Por dentro do primeiro narcoestado europeu

Uma geração de jovens albaneses entre políticas do crime organizado, desemprego inescapável e o dinheiro rápido do tráfico de drogas.
Por Monty Reed; Traduzido por Marina Schnoor, em VICE

É janeiro num subúrbio decadente de Tirana, capital da Albânia, e encontrei dois traficantes de cocaína locais que acabaram de chegar de uma viagem de contrabando para a Alemanha. Como muitas gangues de jovens traficantes na Albânia, Artan e Luli passaram da maconha para cocaína, porque dá mais dinheiro e é mais fácil de conseguir. Eles dizem que fazem cerca de US$ 23 mil contrabandeando um quilo de pó para países europeus mais ricos, onde o mercado de cocaína está se expandindo.

Entre contos típicos sobre soco-inglês e tacos de beisebol, eles discutem relógios Rolex, carros velozes e gatas. “Como você pode ver”, diz Artan, apontando para a rua inundada que nunca foi reformada pelo que eles se lembram, “se você quer sair ou conseguir alguma coisa por aqui, você tem que fazer a jornada para Alemanha, Itália ou Inglaterra. Cocaína é um trabalho como qualquer outro”.

Desde que a crise financeira nos anos 1990 levou a destituição generalizada e caos civil, as novas gerações de albaneses se viram presas sob uma rede de pobreza e corrupção. Para alguns, o tráfico de drogas oferece uma rota de fuga das favelas que lotam os arredores de Tirana. Mas tráfico não é novidade aqui; é um comércio que tem raízes profundas na nação. Apesar de ser um país da OTAN prestes a se juntar a União Europeia, a Albânia se tornou o primeiro narcoestado da Europa.

Segundo a definição do Fundo Monetário Internacional, narcoestado é um estado “onde todas as instituições legítimas foram penetradas pelo poder e dinheiro do tráfico de drogas ilegais”. Como Venezuela, Guiné-Bissau e Afeganistão, a Albânia está até o pescoço em dinheiro de drogas.

Em 2018, o Departamento de Estado Americano descreveu a Albânia como lar de “corrupção desenfreada, instituições legais e governamentais fracas e um pouco controle de fronteiras”, com tráfico de drogas, sonegação de impostos, contrabando e contrabando humano sendo os crimes mais lucrativos do país. Drogas são um grande negócio aqui.

Esse pequeno país montanhoso antes comunista na costa do Adriático é o maior produtor de cannabis outdoor ilegal da Europa. Em 2017, a polícia na Albânia apreendeu 68 toneladas de maconha, com um valor de rua de cerca de US$ 680 milhões. Mas é a cocaína que está elevando a Albânia para o status de narcoestado. Na última década, como revelado pela VICE, gangues albanesas como a Hellbanianz se tornaram grandes figuras no lucrativo comércio de cocaína no Reino Unido e no resto da Europa. Gangues albanesas já fizeram seu nome vendendo cocaína altamente pura a preços competitivos, e vêm contribuindo para o aumento da oferta e pureza da cocaína na Europa desde 2012.
______
_Objetivo 1:_ Traduza para o inglês esta frase da reportagem sobre a Albânia: "Esse pequeno país montanhoso antes comunista na costa do Adriático é o maior produtor de cannabis outdoor ilegal da Europa."
_Objetivo 2:_ Converta todas as linhas dos registros da fonte de dados abaixo numa tabela Markdown com as colunas "Nº" e "Linha do registro", omitindo as linhas em branco. Deixe as imagens fora da resposta.
O texto e os registros não têm relação entre si.

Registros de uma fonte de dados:
______
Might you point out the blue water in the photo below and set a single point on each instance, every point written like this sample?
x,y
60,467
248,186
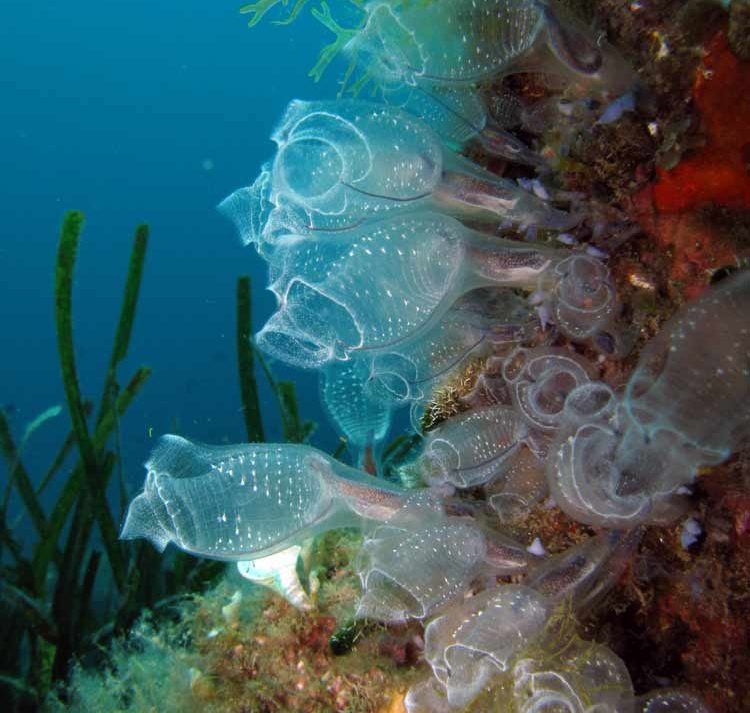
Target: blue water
x,y
139,111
______
_Resultado correto 1:_ This small, mountainous, formerly communist country on the Adriatic coast is Europe's largest producer of illegal outdoor cannabis.

_Resultado correto 2:_
| Nº | Linha do registro |
|---|---|
| 1 | Might you point out the blue water in the photo below and set a single point on each instance, every point written like this sample? |
| 2 | x,y |
| 3 | 60,467 |
| 4 | 248,186 |
| 5 | Target: blue water |
| 6 | x,y |
| 7 | 139,111 |